§ **SUPPLIED RECORDS**
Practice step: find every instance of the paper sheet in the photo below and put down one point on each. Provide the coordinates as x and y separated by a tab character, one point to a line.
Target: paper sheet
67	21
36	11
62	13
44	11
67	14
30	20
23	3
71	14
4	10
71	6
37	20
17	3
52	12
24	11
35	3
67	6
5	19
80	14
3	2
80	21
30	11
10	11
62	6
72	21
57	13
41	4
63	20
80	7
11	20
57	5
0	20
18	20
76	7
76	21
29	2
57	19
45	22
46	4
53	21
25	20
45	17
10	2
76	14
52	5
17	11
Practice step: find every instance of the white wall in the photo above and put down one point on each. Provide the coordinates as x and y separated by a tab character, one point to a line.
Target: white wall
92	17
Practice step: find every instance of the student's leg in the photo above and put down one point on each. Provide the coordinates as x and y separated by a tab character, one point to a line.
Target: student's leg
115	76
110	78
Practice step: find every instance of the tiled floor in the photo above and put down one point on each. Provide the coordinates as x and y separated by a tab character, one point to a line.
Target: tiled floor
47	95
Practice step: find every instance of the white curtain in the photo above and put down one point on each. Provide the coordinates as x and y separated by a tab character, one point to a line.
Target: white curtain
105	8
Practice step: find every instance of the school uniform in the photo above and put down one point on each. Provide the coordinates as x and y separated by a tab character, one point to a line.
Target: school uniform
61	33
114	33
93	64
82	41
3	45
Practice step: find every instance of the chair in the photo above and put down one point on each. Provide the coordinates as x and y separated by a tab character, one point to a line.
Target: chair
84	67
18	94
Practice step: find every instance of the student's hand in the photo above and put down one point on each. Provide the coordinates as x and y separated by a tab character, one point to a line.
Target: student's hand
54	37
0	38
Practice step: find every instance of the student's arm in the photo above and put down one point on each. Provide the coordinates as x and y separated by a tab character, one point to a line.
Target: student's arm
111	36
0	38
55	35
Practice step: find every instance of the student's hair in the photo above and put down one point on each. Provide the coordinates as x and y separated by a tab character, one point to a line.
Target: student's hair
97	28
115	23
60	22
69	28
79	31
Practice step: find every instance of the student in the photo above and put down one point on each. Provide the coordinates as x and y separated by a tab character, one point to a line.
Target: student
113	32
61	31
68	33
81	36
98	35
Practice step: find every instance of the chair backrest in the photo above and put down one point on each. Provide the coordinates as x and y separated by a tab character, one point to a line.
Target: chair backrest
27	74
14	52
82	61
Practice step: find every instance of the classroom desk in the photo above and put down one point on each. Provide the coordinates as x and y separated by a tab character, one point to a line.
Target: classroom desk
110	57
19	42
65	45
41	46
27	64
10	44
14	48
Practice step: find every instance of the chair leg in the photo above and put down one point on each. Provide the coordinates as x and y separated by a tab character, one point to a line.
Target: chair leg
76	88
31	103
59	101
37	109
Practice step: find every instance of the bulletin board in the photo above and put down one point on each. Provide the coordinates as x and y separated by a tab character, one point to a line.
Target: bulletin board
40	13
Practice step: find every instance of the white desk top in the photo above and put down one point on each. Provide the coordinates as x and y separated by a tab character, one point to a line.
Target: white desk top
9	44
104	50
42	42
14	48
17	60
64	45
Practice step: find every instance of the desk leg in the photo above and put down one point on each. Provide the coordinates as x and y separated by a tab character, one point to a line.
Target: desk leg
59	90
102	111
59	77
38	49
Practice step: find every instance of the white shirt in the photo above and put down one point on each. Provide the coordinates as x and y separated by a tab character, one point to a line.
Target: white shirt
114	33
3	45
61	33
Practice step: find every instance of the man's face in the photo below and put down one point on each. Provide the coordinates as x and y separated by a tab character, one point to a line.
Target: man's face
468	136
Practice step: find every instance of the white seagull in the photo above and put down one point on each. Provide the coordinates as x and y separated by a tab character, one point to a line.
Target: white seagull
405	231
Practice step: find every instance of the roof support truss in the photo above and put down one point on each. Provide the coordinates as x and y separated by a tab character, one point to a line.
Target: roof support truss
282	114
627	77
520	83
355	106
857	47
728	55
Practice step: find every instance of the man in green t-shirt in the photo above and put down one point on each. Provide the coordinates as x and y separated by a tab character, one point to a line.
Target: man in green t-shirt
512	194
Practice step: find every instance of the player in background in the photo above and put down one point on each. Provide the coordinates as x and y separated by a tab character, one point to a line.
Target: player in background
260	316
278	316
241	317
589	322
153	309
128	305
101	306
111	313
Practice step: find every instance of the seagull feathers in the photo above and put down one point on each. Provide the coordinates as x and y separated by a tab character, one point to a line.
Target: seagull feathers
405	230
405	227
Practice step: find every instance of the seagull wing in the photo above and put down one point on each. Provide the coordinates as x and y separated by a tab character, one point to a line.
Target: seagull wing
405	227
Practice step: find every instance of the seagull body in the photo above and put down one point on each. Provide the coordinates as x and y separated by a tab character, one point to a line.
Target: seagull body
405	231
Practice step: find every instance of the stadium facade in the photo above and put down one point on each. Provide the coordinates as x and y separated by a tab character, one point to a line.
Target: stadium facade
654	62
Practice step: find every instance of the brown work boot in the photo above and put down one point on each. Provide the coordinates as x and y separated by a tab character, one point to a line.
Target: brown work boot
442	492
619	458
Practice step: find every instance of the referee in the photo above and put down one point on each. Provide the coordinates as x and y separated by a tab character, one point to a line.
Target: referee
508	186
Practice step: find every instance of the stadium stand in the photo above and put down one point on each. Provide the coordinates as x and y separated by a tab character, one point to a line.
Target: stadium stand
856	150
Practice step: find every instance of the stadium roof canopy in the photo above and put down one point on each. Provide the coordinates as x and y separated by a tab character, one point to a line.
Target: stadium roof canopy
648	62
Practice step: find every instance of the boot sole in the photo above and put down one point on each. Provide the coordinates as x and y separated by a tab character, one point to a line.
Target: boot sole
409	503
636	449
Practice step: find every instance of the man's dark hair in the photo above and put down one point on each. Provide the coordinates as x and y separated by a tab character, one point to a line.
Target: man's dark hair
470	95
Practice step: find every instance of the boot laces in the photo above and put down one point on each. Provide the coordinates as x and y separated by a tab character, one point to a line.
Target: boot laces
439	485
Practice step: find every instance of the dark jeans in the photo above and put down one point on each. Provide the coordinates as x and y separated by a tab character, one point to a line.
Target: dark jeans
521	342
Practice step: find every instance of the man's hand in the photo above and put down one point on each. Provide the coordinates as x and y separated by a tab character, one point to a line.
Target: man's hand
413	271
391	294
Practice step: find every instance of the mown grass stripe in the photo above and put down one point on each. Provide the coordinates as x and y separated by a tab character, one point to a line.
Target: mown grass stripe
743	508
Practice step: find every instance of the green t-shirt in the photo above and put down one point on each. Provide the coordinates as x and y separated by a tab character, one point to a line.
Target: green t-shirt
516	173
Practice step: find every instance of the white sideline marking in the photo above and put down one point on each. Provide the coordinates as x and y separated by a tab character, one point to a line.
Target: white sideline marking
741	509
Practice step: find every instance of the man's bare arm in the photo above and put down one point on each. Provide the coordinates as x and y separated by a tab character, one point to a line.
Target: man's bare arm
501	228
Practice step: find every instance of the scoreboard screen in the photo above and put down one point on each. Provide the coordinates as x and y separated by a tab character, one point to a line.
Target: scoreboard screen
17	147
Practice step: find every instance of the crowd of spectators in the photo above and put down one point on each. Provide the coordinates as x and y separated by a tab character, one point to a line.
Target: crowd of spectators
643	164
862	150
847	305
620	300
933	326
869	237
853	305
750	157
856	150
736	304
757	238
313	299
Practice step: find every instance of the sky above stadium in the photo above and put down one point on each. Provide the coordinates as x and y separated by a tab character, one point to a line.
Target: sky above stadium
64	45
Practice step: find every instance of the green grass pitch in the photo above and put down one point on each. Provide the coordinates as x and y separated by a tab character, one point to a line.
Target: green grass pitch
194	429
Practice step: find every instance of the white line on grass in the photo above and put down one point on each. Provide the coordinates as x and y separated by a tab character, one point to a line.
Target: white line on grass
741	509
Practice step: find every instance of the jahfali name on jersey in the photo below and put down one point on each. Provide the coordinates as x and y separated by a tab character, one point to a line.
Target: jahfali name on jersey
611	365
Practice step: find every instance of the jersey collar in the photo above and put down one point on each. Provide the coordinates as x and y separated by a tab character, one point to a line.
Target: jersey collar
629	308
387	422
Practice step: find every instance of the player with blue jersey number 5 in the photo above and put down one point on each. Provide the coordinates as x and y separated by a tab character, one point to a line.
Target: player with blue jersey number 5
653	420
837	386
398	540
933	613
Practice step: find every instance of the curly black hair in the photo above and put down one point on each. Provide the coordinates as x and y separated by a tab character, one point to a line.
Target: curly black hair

§ **TO DO**
Repeat exactly the lines above from the line that contains "Practice step: find every instance of the player with" through the end. Include both of these ends; leave out everything else.

§ **CORRECT ANSWER**
Practice step: find every instance of the player with blue jersey number 5 in the photo above and put down one point on each. Provide the coordinates as x and y separated by a tab character, one point to a line.
Target: player with blue jersey number 5
653	420
837	386
398	540
933	613
Practice step: find every instance of the curly black hair in the photo above and put down one point on each. Provide the coordinates as x and y separated by a tab character, one point to a line.
Target: curly black hair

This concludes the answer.